Records to process:
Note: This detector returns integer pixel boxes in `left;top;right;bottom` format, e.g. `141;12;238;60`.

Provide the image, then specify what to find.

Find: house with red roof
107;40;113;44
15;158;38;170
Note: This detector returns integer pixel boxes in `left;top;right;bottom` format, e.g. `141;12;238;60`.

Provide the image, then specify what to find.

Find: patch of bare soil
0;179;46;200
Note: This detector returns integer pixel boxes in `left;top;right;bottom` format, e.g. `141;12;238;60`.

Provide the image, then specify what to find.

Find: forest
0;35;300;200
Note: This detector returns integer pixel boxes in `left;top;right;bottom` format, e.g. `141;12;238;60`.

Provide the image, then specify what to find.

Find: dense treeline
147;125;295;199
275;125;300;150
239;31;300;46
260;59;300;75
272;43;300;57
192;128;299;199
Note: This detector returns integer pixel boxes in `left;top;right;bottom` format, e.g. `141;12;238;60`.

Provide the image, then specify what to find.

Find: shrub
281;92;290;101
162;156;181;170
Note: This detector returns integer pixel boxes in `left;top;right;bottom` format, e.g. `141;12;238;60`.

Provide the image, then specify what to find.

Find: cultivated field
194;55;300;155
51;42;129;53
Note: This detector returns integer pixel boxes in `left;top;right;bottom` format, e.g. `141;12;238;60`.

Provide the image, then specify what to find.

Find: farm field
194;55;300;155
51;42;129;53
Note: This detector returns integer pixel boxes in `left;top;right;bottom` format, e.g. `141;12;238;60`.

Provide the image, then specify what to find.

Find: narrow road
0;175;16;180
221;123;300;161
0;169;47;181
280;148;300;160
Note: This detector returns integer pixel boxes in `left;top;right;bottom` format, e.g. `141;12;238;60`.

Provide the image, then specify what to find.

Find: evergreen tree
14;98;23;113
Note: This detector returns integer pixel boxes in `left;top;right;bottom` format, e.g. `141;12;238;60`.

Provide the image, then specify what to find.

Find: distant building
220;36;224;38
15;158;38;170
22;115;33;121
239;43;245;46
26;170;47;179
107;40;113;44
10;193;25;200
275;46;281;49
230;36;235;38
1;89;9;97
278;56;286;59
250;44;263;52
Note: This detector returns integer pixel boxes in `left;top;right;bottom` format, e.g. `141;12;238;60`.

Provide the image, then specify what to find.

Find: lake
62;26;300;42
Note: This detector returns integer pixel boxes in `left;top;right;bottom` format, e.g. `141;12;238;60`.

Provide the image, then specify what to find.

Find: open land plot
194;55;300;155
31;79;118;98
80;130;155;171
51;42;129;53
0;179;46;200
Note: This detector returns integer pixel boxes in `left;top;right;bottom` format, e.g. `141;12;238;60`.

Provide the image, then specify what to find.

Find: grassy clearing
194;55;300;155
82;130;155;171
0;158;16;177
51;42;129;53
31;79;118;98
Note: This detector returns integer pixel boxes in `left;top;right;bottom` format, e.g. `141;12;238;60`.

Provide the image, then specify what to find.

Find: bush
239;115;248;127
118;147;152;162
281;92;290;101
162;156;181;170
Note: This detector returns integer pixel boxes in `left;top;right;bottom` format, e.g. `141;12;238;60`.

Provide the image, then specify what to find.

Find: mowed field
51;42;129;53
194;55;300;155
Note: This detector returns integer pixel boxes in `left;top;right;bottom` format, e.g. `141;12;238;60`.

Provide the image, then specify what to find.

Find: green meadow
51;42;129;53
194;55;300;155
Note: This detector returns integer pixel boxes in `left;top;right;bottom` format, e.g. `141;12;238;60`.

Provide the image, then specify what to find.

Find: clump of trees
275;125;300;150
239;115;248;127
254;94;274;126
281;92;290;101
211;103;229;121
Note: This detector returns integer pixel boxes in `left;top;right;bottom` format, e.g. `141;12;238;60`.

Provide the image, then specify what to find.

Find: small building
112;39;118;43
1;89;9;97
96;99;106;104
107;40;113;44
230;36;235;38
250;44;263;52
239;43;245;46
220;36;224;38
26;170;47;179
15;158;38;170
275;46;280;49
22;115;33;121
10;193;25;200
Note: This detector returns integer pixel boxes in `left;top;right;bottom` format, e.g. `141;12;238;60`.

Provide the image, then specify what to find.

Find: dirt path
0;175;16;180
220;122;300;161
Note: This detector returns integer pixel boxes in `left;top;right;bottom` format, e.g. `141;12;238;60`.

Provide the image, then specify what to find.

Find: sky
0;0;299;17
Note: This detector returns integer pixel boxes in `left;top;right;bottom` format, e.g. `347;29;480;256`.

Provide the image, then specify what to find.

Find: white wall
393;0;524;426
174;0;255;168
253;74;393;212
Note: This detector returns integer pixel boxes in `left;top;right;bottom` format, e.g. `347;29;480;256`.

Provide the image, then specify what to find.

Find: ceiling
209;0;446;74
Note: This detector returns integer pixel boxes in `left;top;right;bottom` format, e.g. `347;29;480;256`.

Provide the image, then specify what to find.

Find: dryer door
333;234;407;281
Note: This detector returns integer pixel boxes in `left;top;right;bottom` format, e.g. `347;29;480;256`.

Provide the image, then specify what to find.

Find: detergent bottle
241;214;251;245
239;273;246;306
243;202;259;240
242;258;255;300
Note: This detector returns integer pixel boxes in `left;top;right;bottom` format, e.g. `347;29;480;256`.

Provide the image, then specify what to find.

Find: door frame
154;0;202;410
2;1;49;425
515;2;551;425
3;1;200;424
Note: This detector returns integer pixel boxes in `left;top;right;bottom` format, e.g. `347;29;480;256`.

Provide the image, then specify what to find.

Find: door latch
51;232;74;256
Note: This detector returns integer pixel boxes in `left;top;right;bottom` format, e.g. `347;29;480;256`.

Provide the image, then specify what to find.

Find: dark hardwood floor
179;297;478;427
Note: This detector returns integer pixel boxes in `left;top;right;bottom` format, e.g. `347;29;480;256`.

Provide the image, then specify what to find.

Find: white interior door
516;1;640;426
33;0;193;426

Prompt:
Beginning with the first line above, transcribe all of the data exactly.

Written reply:
Note: This detector returns integer pixel boxes in `left;top;right;bottom` format, e.g. `141;12;238;60`.

Provide the image, then specify what to find.

Find: house with red roof
107;40;113;44
15;158;38;170
Note: This detector returns integer pixel boxes in `left;top;right;bottom` format, e.g. `141;12;238;60`.

Provide the image, then specify what to find.

Find: patch of bare soil
0;179;46;200
Note: This detector returns integer pixel boxes in `left;top;right;bottom` format, e.g. `141;12;238;60`.

Provide the image, then specify what to find.

Find: forest
0;35;300;200
Note: This detector returns integer pixel boxes in `left;top;right;bottom` format, e.g. `141;12;238;60`.

Provide the image, then specify what to find.

Find: dense treeline
147;125;295;199
275;125;300;150
239;31;300;46
260;59;300;75
272;43;300;57
192;128;299;199
Note: This detector returns integer pixel boxes in `left;top;right;bottom` format, e.g. `141;12;238;60`.

Provide the image, then specify what to find.

Find: shrub
281;92;290;101
162;156;181;170
Note: This detector returns integer pixel boxes in `left;top;right;bottom` format, e.g. `141;12;238;60`.

Provide the image, then specify what to find.

Find: cultivated field
194;55;300;155
51;42;129;53
Note: This detector returns integer pixel boxes in `left;top;right;bottom` format, e.g. `141;12;238;60`.

Provide the image, then specify what to find.

Find: farm field
194;55;300;155
51;42;129;53
Note: This detector returns integer pixel boxes in `left;top;right;bottom` format, e.g. `141;12;238;60`.

Provide the image, then specify what to find.

Find: narrow road
0;175;16;180
221;123;300;161
0;169;47;181
280;148;300;160
Note: This detector returns integer pixel boxes in `left;top;right;bottom` format, e.g. `141;12;238;60`.

Provide the image, then specify what to find.

Find: evergreen tree
14;98;23;113
Note: This detector returns integer pixel boxes in `left;top;right;bottom` format, e.g. `141;12;238;60`.

Provide the image, then specify what to find.

Find: distant building
220;36;224;38
15;158;38;170
22;115;33;121
239;43;245;46
26;170;47;179
107;40;113;44
10;193;25;200
275;46;281;49
230;36;235;38
1;89;9;97
278;56;286;59
250;44;263;52
Note: This detector returns integer pixel boxes in `left;top;right;bottom` format, e.g. `141;12;238;60`.

Provide the image, then specify what to find.

Find: lake
62;26;300;42
Note: This detector returns integer pixel boxes in `left;top;right;bottom` format, e.g. `141;12;238;60`.

Provide the image, then specify what to find.

Find: open land plot
194;55;300;155
31;79;118;98
80;130;155;171
51;42;129;53
0;179;46;200
Note: This detector returns integer pixel boxes in `left;top;right;bottom` format, e.g. `141;12;238;60`.

Provide the image, then specify what to find.

Find: grassy clearing
194;55;300;155
82;130;155;171
0;158;16;177
51;42;129;53
31;79;118;98
Note: This detector returns integer pixel boxes in `left;top;right;bottom` format, e.g. `141;12;238;60`.

Provide the image, then specify what to find.

Find: bush
239;115;248;127
118;147;152;162
281;92;290;101
162;156;181;170
Note: This detector returns integer pixel boxes in `left;top;right;bottom` format, e.g. `141;12;238;60`.

Provide the image, then specify what to find.

Find: mowed field
51;42;129;53
194;55;300;155
Note: This detector returns integer pixel boxes in `left;top;right;bottom` format, e.g. `141;12;238;60`.

Provide the image, then specify what to find.

Find: green meadow
51;42;129;53
194;55;300;155
Note: This detector returns integer pixel boxes in `left;top;right;bottom` format, e.g. `141;12;238;60`.

Provide the image, then specify what to find.

Find: clump of trees
275;125;300;150
239;115;248;127
254;94;274;126
281;92;290;101
211;103;229;121
Note: This detector returns integer pixel boxes in `left;top;right;bottom` format, e.g. `141;12;238;60`.

Provide the image, then specify what to find.

Find: small building
112;39;118;43
1;89;9;97
96;99;106;104
107;40;113;44
230;36;235;38
250;44;263;52
239;43;245;46
220;36;224;38
26;170;47;179
15;158;38;170
275;46;280;49
22;115;33;121
10;193;25;200
Note: This detector returns integer pixel boxes in `left;top;right;bottom` format, e.g. `141;12;238;60`.

Provide the image, then specify what to find.

Find: dirt path
0;175;16;180
220;122;300;161
Note: This detector returns integer pixel boxes in `left;top;right;bottom` format, e.g. `141;12;238;60`.

Provide the image, then specify what to find.

Find: sky
0;0;299;17
Note: This detector returns integer pixel boxes in `left;top;right;bottom` format, e.g. `347;29;480;256`.

Provide the image, then specify what to find.

Find: white wall
393;0;524;426
174;0;255;168
253;74;393;212
Note: This detector returns integer pixel boxes in `left;top;right;bottom` format, e.g. `347;29;480;256`.

Provide the image, then specify what to find.

Find: ceiling
209;0;446;74
Note: This detector returns integer pixel boxes in `left;top;right;bottom` format, e.g. `347;29;480;256`.

Provide the image, then specify what to find.

Find: dryer door
333;234;407;281
Note: This detector returns integer pixel boxes in `left;top;right;bottom` format, e.g. `347;29;480;256`.

Provide the image, then specify what to find.

Find: detergent bottle
241;214;251;245
239;273;246;306
243;202;259;240
242;258;255;300
Note: This detector returns integer pixel boxes in `left;top;right;bottom` format, e.g. `347;29;480;256`.

Provide the image, then specify what to find.

Find: door frame
154;0;202;410
2;1;49;425
515;2;551;425
3;1;200;424
Note: This detector returns integer pixel boxes in `left;top;right;bottom` format, e.g. `347;29;480;256`.

Provide the image, then specify what to find.

Find: door latch
51;232;74;256
Note: This detector returns integer pixel boxes in `left;top;right;bottom` format, e.g. `347;29;480;256`.

Provide the image, then specify what to find.

Find: dark hardwood floor
179;297;478;427
Note: This detector returns integer pixel boxes in `left;top;right;bottom` format, e.g. `347;29;480;256`.

Provide the image, then specify what to find.

Find: white interior door
516;1;640;426
33;0;193;426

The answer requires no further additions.